[Natural-language object grounding data]
================

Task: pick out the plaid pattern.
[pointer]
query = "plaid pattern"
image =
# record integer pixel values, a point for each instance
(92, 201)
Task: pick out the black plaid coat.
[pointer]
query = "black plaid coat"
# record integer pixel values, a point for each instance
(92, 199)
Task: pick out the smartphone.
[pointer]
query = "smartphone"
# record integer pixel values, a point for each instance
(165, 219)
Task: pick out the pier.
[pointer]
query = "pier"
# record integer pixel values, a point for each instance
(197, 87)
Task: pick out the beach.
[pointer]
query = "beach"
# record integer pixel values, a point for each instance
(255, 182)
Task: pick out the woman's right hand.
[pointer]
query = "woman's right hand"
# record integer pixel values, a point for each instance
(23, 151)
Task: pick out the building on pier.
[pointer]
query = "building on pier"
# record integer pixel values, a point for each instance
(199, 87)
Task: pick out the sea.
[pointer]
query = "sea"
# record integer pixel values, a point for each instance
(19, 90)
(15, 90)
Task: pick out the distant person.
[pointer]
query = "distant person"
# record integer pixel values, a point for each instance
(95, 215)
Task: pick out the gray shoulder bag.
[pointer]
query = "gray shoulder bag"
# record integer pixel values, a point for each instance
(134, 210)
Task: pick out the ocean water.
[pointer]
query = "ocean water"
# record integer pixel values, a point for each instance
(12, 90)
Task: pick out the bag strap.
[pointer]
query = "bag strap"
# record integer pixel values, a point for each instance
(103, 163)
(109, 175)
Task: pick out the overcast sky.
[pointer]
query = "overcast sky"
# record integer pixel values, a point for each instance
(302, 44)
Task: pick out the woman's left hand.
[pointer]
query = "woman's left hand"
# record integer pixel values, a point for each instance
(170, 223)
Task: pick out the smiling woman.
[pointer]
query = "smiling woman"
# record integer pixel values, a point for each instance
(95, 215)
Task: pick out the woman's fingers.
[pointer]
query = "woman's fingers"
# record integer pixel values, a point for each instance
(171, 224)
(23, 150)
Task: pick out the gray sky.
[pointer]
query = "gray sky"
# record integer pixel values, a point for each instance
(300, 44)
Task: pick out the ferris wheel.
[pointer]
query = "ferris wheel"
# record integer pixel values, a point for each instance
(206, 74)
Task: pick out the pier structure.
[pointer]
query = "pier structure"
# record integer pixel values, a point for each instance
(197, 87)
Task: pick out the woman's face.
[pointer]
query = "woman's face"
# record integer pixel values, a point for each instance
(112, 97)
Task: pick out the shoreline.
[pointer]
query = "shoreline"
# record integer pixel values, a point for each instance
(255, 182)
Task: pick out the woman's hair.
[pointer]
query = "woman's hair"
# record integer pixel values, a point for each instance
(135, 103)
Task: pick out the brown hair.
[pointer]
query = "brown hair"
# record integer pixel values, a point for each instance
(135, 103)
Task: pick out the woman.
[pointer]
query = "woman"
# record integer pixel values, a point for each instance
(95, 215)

================

• [How to complete this task] Your answer should be the lines of the records that hold the string "coat".

• [Solution to the problem]
Task: pick out the black plaid coat.
query = "black plaid coat"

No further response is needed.